--- GIVEN TASK ---
Give the items as a two-column CSV with the headers item and answer, one row per item, starting at the beginning of the items and ending at the line containing "column 48, row 312". Put each item's text and its answer in separate quoted fields with line breaks turned into spaces, and leave out the pictures.

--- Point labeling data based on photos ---
-*-

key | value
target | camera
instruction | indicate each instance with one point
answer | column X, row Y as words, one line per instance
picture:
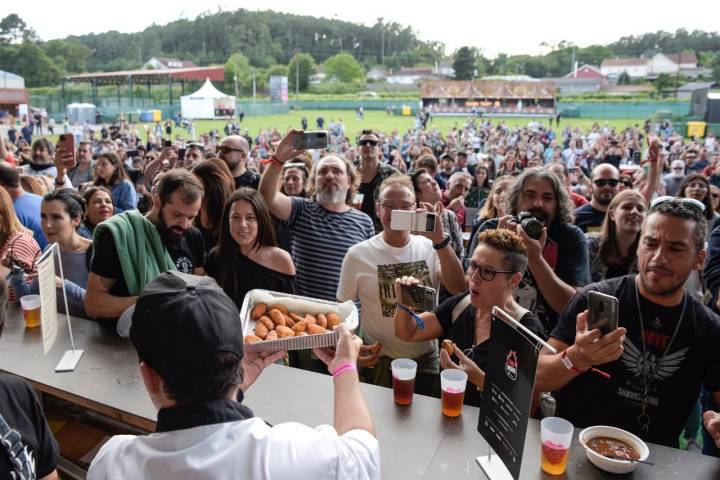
column 412, row 221
column 418, row 297
column 530, row 225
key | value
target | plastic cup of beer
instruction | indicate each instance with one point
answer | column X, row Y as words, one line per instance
column 403, row 370
column 452, row 383
column 555, row 438
column 31, row 310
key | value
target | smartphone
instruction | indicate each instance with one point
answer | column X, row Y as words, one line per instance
column 418, row 297
column 412, row 221
column 311, row 140
column 67, row 143
column 603, row 312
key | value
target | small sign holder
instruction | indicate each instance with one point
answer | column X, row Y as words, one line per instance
column 492, row 464
column 48, row 312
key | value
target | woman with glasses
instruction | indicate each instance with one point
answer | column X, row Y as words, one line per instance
column 612, row 251
column 496, row 268
column 697, row 186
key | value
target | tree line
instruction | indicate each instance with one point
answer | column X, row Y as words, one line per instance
column 256, row 45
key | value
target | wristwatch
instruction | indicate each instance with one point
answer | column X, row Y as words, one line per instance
column 568, row 363
column 445, row 242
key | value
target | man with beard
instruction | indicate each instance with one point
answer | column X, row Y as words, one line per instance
column 233, row 150
column 43, row 162
column 605, row 180
column 558, row 261
column 664, row 349
column 372, row 173
column 129, row 250
column 322, row 228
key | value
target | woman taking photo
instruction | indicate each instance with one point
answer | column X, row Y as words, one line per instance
column 612, row 252
column 218, row 184
column 61, row 213
column 496, row 268
column 99, row 208
column 247, row 256
column 110, row 173
column 427, row 190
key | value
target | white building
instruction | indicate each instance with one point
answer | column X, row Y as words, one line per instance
column 634, row 67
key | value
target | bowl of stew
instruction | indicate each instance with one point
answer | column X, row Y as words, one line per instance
column 602, row 442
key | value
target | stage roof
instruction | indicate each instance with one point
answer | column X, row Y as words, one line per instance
column 489, row 89
column 151, row 76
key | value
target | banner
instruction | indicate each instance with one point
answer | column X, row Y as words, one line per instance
column 509, row 379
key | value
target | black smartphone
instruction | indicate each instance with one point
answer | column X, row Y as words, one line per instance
column 603, row 312
column 418, row 297
column 311, row 140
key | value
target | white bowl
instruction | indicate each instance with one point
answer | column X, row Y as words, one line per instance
column 609, row 464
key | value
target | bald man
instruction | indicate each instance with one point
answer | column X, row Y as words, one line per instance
column 233, row 150
column 605, row 180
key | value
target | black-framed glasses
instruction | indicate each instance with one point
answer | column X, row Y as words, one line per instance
column 601, row 182
column 688, row 202
column 486, row 273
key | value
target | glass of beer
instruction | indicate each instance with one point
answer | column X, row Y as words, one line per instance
column 31, row 310
column 452, row 383
column 555, row 437
column 403, row 370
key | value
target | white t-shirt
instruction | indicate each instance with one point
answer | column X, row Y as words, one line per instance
column 368, row 273
column 241, row 449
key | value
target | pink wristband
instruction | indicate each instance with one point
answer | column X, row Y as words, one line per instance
column 343, row 368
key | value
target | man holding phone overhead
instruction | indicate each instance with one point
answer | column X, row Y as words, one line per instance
column 664, row 349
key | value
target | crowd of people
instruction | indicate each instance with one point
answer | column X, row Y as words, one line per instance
column 529, row 219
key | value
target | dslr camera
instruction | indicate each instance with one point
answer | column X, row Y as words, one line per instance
column 530, row 225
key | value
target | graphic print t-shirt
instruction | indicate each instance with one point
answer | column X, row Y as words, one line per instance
column 368, row 273
column 673, row 379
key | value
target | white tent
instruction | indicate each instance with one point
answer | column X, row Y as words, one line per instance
column 207, row 102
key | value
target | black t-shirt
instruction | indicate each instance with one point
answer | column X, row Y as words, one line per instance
column 566, row 253
column 22, row 412
column 188, row 254
column 589, row 219
column 462, row 334
column 248, row 179
column 254, row 276
column 674, row 387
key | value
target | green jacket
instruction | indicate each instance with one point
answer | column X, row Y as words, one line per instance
column 139, row 247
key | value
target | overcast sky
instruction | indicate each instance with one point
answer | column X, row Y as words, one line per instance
column 513, row 27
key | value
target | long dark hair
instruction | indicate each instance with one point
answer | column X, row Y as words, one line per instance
column 609, row 249
column 707, row 201
column 228, row 274
column 218, row 184
column 118, row 175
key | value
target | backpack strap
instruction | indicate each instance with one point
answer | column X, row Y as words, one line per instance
column 460, row 307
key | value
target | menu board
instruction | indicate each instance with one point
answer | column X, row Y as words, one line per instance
column 509, row 380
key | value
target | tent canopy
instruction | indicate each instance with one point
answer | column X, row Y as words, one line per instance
column 207, row 102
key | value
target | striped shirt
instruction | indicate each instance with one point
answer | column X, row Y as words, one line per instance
column 319, row 240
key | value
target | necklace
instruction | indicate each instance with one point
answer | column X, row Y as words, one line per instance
column 644, row 418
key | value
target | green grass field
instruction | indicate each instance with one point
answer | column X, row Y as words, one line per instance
column 377, row 120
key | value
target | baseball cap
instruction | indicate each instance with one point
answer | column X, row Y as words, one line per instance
column 181, row 321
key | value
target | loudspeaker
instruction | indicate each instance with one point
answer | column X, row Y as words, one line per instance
column 712, row 114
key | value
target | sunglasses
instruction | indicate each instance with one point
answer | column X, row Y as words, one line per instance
column 601, row 182
column 688, row 202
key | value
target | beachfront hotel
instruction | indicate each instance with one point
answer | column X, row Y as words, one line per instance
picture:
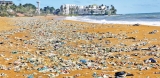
column 72, row 9
column 6, row 2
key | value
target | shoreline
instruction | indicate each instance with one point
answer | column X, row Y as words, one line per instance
column 62, row 47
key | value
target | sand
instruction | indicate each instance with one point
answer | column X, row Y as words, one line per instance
column 139, row 32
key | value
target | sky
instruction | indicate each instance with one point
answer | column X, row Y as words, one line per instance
column 122, row 6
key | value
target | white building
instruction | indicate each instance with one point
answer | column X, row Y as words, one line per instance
column 67, row 7
column 76, row 9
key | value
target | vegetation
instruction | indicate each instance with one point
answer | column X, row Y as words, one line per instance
column 89, row 10
column 26, row 9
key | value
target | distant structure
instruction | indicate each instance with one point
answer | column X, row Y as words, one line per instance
column 38, row 7
column 72, row 9
column 66, row 8
column 3, row 2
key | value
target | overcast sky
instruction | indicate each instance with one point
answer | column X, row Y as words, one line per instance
column 122, row 6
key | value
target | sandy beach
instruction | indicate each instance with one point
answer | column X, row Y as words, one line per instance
column 41, row 47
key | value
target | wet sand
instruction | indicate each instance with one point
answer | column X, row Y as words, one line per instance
column 14, row 42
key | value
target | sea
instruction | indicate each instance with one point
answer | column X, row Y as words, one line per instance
column 152, row 19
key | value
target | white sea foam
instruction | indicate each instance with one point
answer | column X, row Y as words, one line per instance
column 105, row 21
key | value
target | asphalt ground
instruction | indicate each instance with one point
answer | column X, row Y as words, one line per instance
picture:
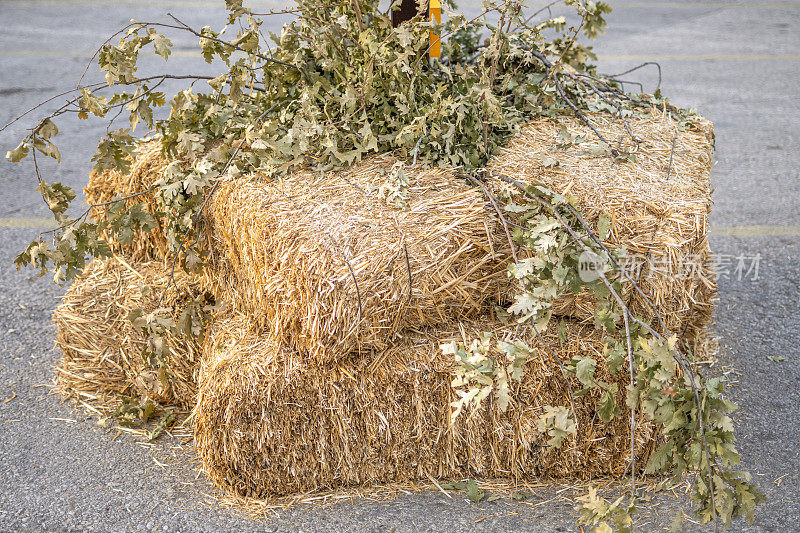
column 738, row 63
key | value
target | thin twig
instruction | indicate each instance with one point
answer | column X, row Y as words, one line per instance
column 671, row 153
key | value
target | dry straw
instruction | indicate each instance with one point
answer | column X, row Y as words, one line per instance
column 331, row 267
column 658, row 204
column 102, row 351
column 146, row 168
column 270, row 421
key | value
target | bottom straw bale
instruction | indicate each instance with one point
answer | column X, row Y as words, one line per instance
column 269, row 422
column 102, row 351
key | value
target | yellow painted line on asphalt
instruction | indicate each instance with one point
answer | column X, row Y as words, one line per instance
column 716, row 231
column 703, row 5
column 27, row 222
column 85, row 53
column 701, row 57
column 755, row 231
column 260, row 4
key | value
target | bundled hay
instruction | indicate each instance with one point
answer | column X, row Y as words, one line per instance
column 331, row 267
column 102, row 351
column 270, row 421
column 658, row 204
column 147, row 166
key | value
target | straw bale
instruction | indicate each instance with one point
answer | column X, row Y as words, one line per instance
column 662, row 221
column 102, row 351
column 147, row 166
column 332, row 268
column 271, row 422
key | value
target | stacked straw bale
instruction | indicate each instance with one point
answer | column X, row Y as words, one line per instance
column 659, row 206
column 324, row 263
column 147, row 166
column 331, row 268
column 326, row 369
column 270, row 421
column 102, row 351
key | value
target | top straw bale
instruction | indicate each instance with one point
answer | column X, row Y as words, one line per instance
column 658, row 204
column 333, row 268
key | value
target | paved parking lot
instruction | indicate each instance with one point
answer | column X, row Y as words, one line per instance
column 738, row 63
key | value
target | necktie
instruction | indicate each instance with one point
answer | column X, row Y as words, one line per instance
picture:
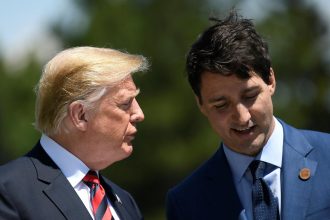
column 265, row 205
column 101, row 209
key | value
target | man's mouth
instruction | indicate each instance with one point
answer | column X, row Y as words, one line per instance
column 244, row 130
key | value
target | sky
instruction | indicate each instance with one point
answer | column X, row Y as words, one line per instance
column 23, row 24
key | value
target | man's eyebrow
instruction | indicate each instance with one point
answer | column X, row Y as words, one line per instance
column 137, row 91
column 216, row 99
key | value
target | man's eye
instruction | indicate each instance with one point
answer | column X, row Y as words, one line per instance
column 252, row 96
column 220, row 106
column 126, row 105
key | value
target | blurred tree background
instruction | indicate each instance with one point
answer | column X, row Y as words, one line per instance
column 175, row 138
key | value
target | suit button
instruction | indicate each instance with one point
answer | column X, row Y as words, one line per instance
column 305, row 174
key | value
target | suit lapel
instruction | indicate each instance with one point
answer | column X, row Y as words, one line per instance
column 295, row 192
column 57, row 187
column 221, row 194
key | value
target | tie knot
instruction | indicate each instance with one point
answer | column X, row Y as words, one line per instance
column 91, row 177
column 257, row 168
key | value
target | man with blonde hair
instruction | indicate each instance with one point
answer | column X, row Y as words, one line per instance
column 86, row 110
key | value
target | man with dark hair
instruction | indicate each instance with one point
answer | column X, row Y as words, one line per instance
column 264, row 168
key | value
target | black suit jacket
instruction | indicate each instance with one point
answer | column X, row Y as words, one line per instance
column 209, row 192
column 33, row 187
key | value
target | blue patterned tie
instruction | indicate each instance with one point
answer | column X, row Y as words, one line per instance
column 265, row 205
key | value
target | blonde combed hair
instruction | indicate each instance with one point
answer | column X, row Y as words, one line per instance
column 79, row 73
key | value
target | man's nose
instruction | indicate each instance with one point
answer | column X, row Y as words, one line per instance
column 137, row 113
column 241, row 114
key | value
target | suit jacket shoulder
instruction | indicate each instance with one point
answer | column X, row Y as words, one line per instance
column 33, row 187
column 305, row 198
column 208, row 193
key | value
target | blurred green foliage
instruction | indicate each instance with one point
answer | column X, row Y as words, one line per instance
column 175, row 138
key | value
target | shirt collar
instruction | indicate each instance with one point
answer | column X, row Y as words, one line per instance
column 271, row 153
column 72, row 168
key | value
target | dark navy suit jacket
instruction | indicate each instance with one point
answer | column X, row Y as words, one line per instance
column 34, row 188
column 209, row 192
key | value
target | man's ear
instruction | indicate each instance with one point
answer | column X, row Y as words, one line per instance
column 272, row 81
column 77, row 115
column 200, row 104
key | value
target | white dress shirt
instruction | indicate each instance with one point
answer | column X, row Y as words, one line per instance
column 239, row 163
column 73, row 169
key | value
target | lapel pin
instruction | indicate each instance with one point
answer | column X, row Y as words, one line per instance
column 305, row 173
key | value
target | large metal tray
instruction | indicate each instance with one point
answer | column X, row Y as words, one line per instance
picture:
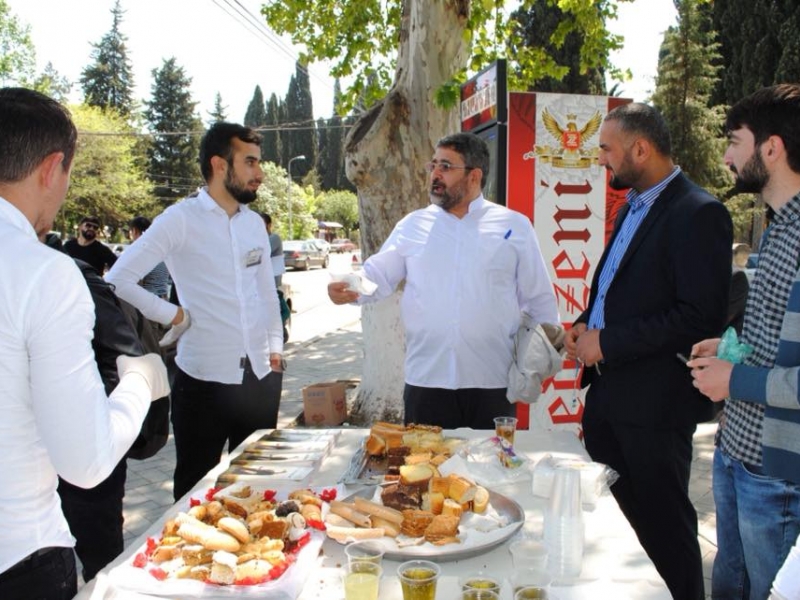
column 503, row 505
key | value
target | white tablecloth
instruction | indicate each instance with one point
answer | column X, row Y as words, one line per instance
column 614, row 565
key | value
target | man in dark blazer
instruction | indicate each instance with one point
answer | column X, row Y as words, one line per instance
column 661, row 285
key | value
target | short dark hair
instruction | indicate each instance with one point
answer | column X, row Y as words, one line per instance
column 90, row 219
column 771, row 111
column 140, row 223
column 217, row 142
column 472, row 148
column 32, row 127
column 643, row 120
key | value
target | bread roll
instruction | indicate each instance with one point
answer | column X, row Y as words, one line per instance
column 481, row 500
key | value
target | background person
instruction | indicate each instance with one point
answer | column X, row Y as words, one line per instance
column 650, row 298
column 88, row 248
column 756, row 477
column 57, row 419
column 228, row 327
column 157, row 281
column 471, row 267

-*-

--- SOLUTION TO THIS PROBLEM ---
item,answer
"key | value target | camera instruction | indicate each instance with one point answer | column X, row Y as words, one line per instance picture:","column 412, row 221 column 418, row 297 column 530, row 225"
"key | value target | plastic cup of beer instruction | indicate each instance with one point answer | column X, row Y as words, one line per instance","column 403, row 370 column 452, row 383 column 555, row 438 column 31, row 310"
"key | value target | smartphone instruction | indicate each instance with one point answer | column X, row Y as words, one line per instance","column 418, row 297 column 412, row 221 column 311, row 140 column 67, row 143 column 603, row 312"
"key | value target | small sign holder instruction | indicate each instance with one point answer | column X, row Y as words, one line per instance","column 492, row 464 column 48, row 312"